__Problem details__
An exact retyping of all lines below is the answer; pictures do not belong in it.

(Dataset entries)

Segment Open

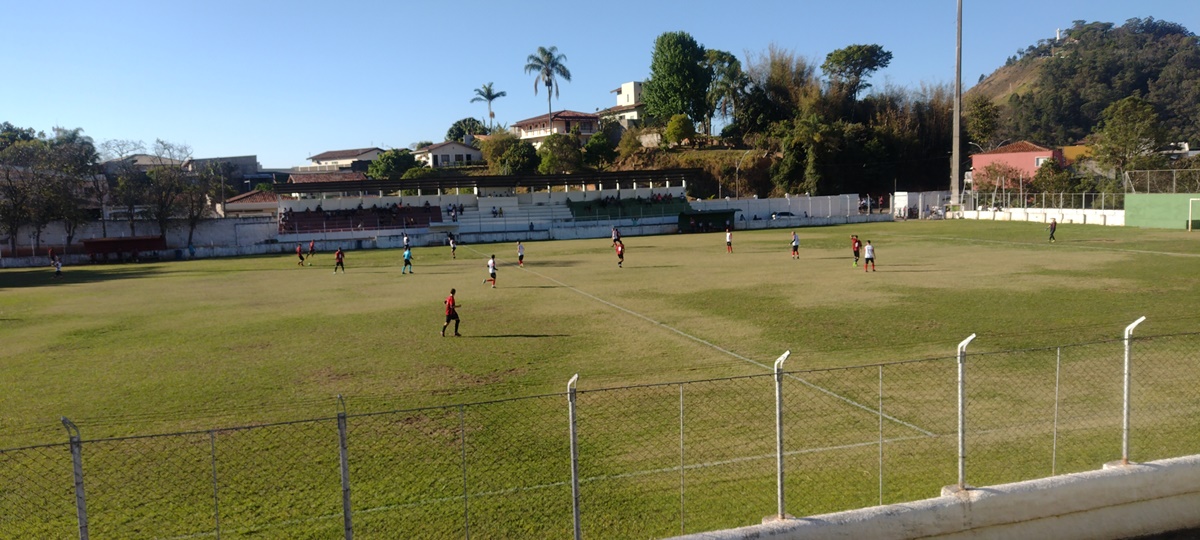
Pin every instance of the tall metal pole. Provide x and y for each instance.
(1125, 421)
(779, 433)
(955, 155)
(963, 412)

Segment Closed

__Response area__
Pin every instance of the tall metal pole. Provide x and y for each instance.
(1125, 421)
(779, 433)
(955, 155)
(963, 412)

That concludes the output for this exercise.